__TEXT PROVIDED__

________

I can not reproduce enhanced audio for same noisy audio file. Question : sampler() ?

ndisci commented 1 year ago

Hi,

Thank you for sharing your codes. I want to denoise a couple of audio files using sgmse-dereverberation model without any training involved. But when I checked generated tensors I realized that sgmse-dereverberation model produced different values for same audios each time because of sampler step. I'm curious about sampler().

Also the model is for 16 kHz sampling rate, right ?

Thanks.

julius-richter commented 1 year ago

Hi there,

That is true, every time you run inference with SGMSE+, the method will generate slightly different clean speech estimations. This is due to the stochastic nature of the reverse diffusion process. To be precise, there are three sources of randomness. First, you start with an initial random sample $\mathbf x_T$. Second, the Brownian motion in the reverse process which is handled in the predictor step. And third, the annealed Langevin dynamics in the corrector step. To always generate the same estimate, you would need to set a manual seed, e.g. torch.manual_seed(0).

________

__TASKS TO COMPLETE__
1. Name the sources of randomness in SGMSE+ inference that the reply in the thread on reproducing enhanced audio identifies.
2. Continue the thread on reproducing enhanced audio with SGMSE+ from the point where it stops.

________

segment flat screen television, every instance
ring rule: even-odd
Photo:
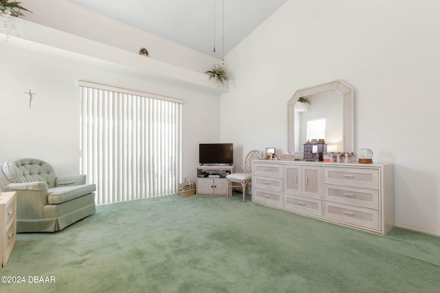
[[[200,143],[199,145],[200,164],[230,164],[234,163],[232,143]]]

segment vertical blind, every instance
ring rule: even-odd
[[[183,101],[87,82],[80,86],[80,165],[96,184],[96,203],[177,192]]]

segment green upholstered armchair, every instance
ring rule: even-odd
[[[56,176],[37,159],[0,164],[0,191],[16,192],[17,232],[54,232],[95,213],[94,184],[85,175]]]

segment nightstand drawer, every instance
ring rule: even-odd
[[[324,167],[324,183],[379,187],[379,170]]]
[[[323,198],[349,204],[379,207],[379,190],[371,188],[324,184]]]
[[[10,200],[5,208],[5,223],[8,226],[15,218],[15,199]]]
[[[285,208],[314,215],[322,215],[322,200],[284,194]]]
[[[283,164],[256,163],[253,172],[255,175],[283,177]]]
[[[280,207],[283,203],[282,198],[283,194],[280,192],[272,192],[256,189],[252,190],[252,201],[255,200]]]
[[[12,249],[14,248],[14,245],[15,244],[16,239],[16,225],[14,222],[11,223],[6,231],[6,234],[5,235],[2,235],[2,237],[5,237],[6,242],[4,250],[5,255],[3,257],[3,266],[4,267],[8,262],[8,259],[9,259],[9,257],[12,253]]]
[[[379,211],[324,201],[325,217],[366,227],[380,228]]]
[[[256,188],[280,191],[283,189],[283,178],[255,176],[252,185]]]

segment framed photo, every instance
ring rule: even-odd
[[[275,148],[266,148],[266,154],[275,154]]]

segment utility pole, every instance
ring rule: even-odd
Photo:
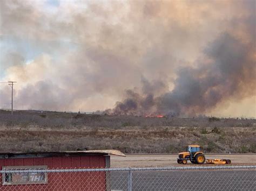
[[[11,87],[11,115],[12,115],[14,113],[14,83],[17,83],[17,82],[10,81],[8,83]]]

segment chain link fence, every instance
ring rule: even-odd
[[[256,166],[3,169],[0,190],[255,190]]]

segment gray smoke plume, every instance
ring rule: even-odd
[[[255,33],[251,34],[255,39]],[[255,41],[243,43],[228,33],[221,34],[205,48],[205,60],[197,68],[181,68],[170,92],[154,97],[152,91],[140,96],[127,91],[127,98],[107,111],[116,115],[188,115],[204,114],[223,100],[241,98],[255,92]],[[210,60],[204,63],[204,60]],[[149,86],[144,84],[145,89]]]
[[[188,115],[255,94],[254,0],[58,2],[0,1],[15,109]]]

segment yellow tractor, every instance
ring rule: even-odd
[[[186,164],[188,160],[193,164],[202,164],[205,162],[205,157],[203,152],[200,151],[199,145],[188,145],[186,152],[179,153],[177,162]]]

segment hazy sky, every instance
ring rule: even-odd
[[[16,109],[256,117],[255,3],[2,0],[0,82]]]

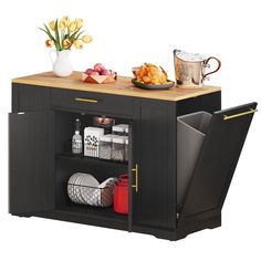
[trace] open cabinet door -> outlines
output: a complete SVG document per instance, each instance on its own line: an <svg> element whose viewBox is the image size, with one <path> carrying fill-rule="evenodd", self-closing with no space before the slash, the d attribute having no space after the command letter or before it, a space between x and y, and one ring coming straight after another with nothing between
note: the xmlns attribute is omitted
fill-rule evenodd
<svg viewBox="0 0 261 261"><path fill-rule="evenodd" d="M54 113L9 114L9 212L54 208Z"/></svg>
<svg viewBox="0 0 261 261"><path fill-rule="evenodd" d="M175 109L173 104L142 100L136 104L133 124L130 206L132 231L170 231L176 223L175 191ZM156 232L154 232L156 234ZM157 234L157 237L165 237Z"/></svg>
<svg viewBox="0 0 261 261"><path fill-rule="evenodd" d="M257 103L212 115L178 227L220 215Z"/></svg>

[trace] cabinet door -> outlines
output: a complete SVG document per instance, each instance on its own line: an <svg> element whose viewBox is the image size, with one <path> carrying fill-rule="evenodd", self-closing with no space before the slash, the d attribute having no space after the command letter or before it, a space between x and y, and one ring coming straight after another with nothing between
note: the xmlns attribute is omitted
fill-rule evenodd
<svg viewBox="0 0 261 261"><path fill-rule="evenodd" d="M133 125L132 229L135 227L174 228L176 223L175 105L140 100L135 104ZM137 178L137 180L136 180Z"/></svg>
<svg viewBox="0 0 261 261"><path fill-rule="evenodd" d="M9 211L54 207L54 113L9 114Z"/></svg>
<svg viewBox="0 0 261 261"><path fill-rule="evenodd" d="M178 226L220 213L257 103L213 113Z"/></svg>
<svg viewBox="0 0 261 261"><path fill-rule="evenodd" d="M12 112L35 112L51 108L51 91L27 84L12 84Z"/></svg>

________

__WRITTEN RESPONSES__
1.
1. The initial random sample $\mathbf x_T$
2. The Brownian motion in the reverse process, handled in the predictor step
3. The annealed Langevin dynamics in the corrector step

2.
Yes, all pre-trained models were trained on audio files with 16 kHz sampling rate.

I hope this answers your questions.

ndisci commented 1 year ago

Hi again,

I tried your suggestion (torch.manual_seed(0)) about 4 months ago and it worked but how about different pc's ?
How can I use DCUNet as the score model instead of NCSN++ for test model performance ? Is there any checkpoint for this purpose ?

Thank you !

julius-richter commented 9 months ago

torch.manual_seed(0) should also work if it runs on different computers.
We only offer checkpoints for SGMSE+ (NCSN++ backbone) and not for SGMSE (DCUNet backbone).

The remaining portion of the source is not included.